Given text:
#####

Of course, Jason was just as big a jerk in their first confrontation of the comic. He's a major jock hater! I actually think he has a great big faggy gay crush on Ronnie! I use the term 'faggy' as an endearing term here! Like in cute and manly and erotick and illegal in most states, all at the same time! I'm a firm believer in words meaning what we want them to mean and you shouldn't ever let someone else gain power over you by using a stupid word. You got me, you fucking cunt?
So if they made Ronnie a total homophobe, what would that be like when the two merged? Would Ronnie be totally freaked out by it? Why am I wondering about this if one was gay and the other was straight?! This is probably exactly what is going to happen when big racist Ronnie has to merge with jock-hating Jason the Journalist!
Oh wait wait wait! I can't believe I just passed up his mom's reaction in that last panel!
What the hell is for dinner? Dog dick?

#####

Referring expression grounding data:
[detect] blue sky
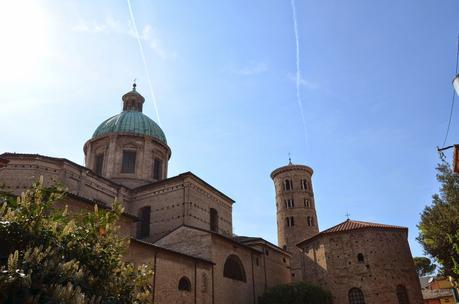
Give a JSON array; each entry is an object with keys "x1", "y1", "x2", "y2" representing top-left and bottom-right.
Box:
[{"x1": 0, "y1": 0, "x2": 459, "y2": 255}]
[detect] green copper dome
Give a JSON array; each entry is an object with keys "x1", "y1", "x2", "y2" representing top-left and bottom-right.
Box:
[
  {"x1": 92, "y1": 111, "x2": 167, "y2": 144},
  {"x1": 92, "y1": 83, "x2": 167, "y2": 144}
]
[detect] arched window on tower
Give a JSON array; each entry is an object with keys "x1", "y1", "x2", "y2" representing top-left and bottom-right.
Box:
[
  {"x1": 284, "y1": 179, "x2": 293, "y2": 191},
  {"x1": 397, "y1": 285, "x2": 410, "y2": 304},
  {"x1": 223, "y1": 254, "x2": 246, "y2": 282},
  {"x1": 306, "y1": 216, "x2": 314, "y2": 227},
  {"x1": 210, "y1": 208, "x2": 218, "y2": 232},
  {"x1": 285, "y1": 216, "x2": 295, "y2": 227},
  {"x1": 178, "y1": 277, "x2": 191, "y2": 291},
  {"x1": 348, "y1": 287, "x2": 365, "y2": 304},
  {"x1": 94, "y1": 153, "x2": 104, "y2": 175},
  {"x1": 153, "y1": 158, "x2": 163, "y2": 181},
  {"x1": 301, "y1": 179, "x2": 308, "y2": 191},
  {"x1": 121, "y1": 150, "x2": 136, "y2": 173}
]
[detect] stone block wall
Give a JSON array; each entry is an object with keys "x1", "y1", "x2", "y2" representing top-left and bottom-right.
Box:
[{"x1": 303, "y1": 229, "x2": 422, "y2": 304}]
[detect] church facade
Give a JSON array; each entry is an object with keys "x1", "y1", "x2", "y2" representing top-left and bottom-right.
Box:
[{"x1": 0, "y1": 85, "x2": 422, "y2": 304}]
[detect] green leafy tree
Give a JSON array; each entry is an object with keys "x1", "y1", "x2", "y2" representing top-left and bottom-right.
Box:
[
  {"x1": 260, "y1": 282, "x2": 333, "y2": 304},
  {"x1": 413, "y1": 257, "x2": 437, "y2": 277},
  {"x1": 417, "y1": 155, "x2": 459, "y2": 281},
  {"x1": 0, "y1": 179, "x2": 152, "y2": 304}
]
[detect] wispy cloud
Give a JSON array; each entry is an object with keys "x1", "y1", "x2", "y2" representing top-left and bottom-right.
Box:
[
  {"x1": 229, "y1": 62, "x2": 268, "y2": 76},
  {"x1": 288, "y1": 74, "x2": 319, "y2": 90},
  {"x1": 72, "y1": 17, "x2": 177, "y2": 58}
]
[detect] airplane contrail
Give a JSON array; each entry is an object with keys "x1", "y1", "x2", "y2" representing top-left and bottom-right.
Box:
[
  {"x1": 126, "y1": 0, "x2": 161, "y2": 125},
  {"x1": 290, "y1": 0, "x2": 308, "y2": 144}
]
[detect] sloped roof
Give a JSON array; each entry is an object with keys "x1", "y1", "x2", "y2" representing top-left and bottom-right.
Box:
[
  {"x1": 422, "y1": 289, "x2": 454, "y2": 300},
  {"x1": 233, "y1": 235, "x2": 290, "y2": 255},
  {"x1": 297, "y1": 219, "x2": 408, "y2": 246}
]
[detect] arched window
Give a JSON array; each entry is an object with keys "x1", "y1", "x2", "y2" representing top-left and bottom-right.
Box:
[
  {"x1": 94, "y1": 153, "x2": 104, "y2": 175},
  {"x1": 223, "y1": 254, "x2": 246, "y2": 282},
  {"x1": 397, "y1": 285, "x2": 410, "y2": 304},
  {"x1": 137, "y1": 206, "x2": 151, "y2": 238},
  {"x1": 153, "y1": 158, "x2": 163, "y2": 181},
  {"x1": 284, "y1": 179, "x2": 293, "y2": 190},
  {"x1": 306, "y1": 216, "x2": 314, "y2": 227},
  {"x1": 348, "y1": 287, "x2": 365, "y2": 304},
  {"x1": 121, "y1": 150, "x2": 136, "y2": 173},
  {"x1": 178, "y1": 277, "x2": 191, "y2": 291},
  {"x1": 210, "y1": 208, "x2": 218, "y2": 232}
]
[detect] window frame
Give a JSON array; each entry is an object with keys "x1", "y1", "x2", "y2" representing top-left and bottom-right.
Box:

#####

Task item A: According to the comic commentary, what line of work is Jason in?
Task item B: Pick up the comic commentary after its last line and keep writing.

Task output A: He is a journalist ("Jason the Journalist").

Task output B:
Somebody just found out mom's little secret! But what secret is that? Is she racist? Or is there something we don't know about Ronnie's father?! Or soon to be step-father, at least.
Speaking of the dog dick they're having for dinner: from the food on the tables in the different families panels, it looks like maybe Jason is a veggie and Ronnie is a carnie!
You know, that would make a good Firestorm as well! A braindead guy in a coma and a sleazy carnival midway hawker!
I'm never going to finish this comic! Stop distracting me, brain!
Always be courteous and address your torturer by profession!
This guy spills the beans on Martin Stein which, if I remember correctly, was the name of the professor part of Firestorm. Everyone is acting like Martin is dead but I'm willing to bet he's the third, all-fucked up and burned Firestorm from the cover. There are apparently four containers of this Captain Atom stuff out there. And the way the big Firestorm's circles are filled in on his chest, does that mean we're going to get at least four other Firestorms?!
Well, the next page proves me right! And wrong at the same time!
So, a corporation (coproation?) is designing Firestorms to sell to nations as weapons. And one container that can create a Firestorm is loose and the corporation is trying to get their hands on it. I suppose if a Firestorm with free will is out there, it could harm the company's reputation or bottom line or something.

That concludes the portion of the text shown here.